▶ Records provided:

----

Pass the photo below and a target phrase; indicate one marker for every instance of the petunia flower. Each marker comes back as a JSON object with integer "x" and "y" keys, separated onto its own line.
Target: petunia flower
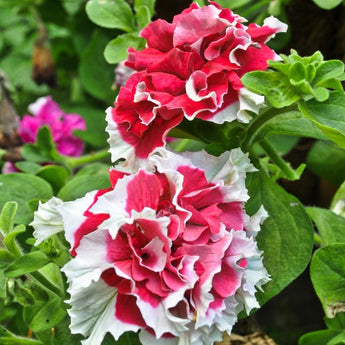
{"x": 190, "y": 68}
{"x": 47, "y": 112}
{"x": 169, "y": 252}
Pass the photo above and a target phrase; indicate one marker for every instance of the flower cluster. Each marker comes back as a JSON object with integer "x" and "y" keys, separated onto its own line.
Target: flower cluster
{"x": 190, "y": 69}
{"x": 173, "y": 251}
{"x": 168, "y": 250}
{"x": 46, "y": 112}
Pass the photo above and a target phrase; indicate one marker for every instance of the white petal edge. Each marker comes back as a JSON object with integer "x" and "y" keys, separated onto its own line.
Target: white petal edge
{"x": 47, "y": 220}
{"x": 93, "y": 313}
{"x": 119, "y": 149}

----

▶ What you need to do: Please output every line of the records above as a numbered list, skipping any blank lines and leaving the pictures out.

▶ Solution to this problem:
1. Pass the photo below and a target phrase; indicate one marker for every instance of the petunia flower. Each marker comes back as a JSON object with integer "x" and "y" keys, separated onto its own line.
2. Target: petunia flower
3. {"x": 190, "y": 68}
4. {"x": 47, "y": 112}
5. {"x": 169, "y": 252}
6. Pass the photo above and a target phrase; indicate one marker for every instance of the flower cluster. Each marker comes back as a JSON object with integer "x" and "y" keys, separated onto its own line.
7. Target: flower cluster
8. {"x": 190, "y": 69}
9. {"x": 173, "y": 251}
10. {"x": 168, "y": 250}
11. {"x": 46, "y": 112}
12. Pass the photo above and a target phrase; indicate one marker for every instance of the white petal edge. Each marker comes back as a JSON object with integer "x" and "y" keys, separated onto its own line.
13. Target: white petal edge
14. {"x": 47, "y": 220}
15. {"x": 93, "y": 313}
16. {"x": 119, "y": 149}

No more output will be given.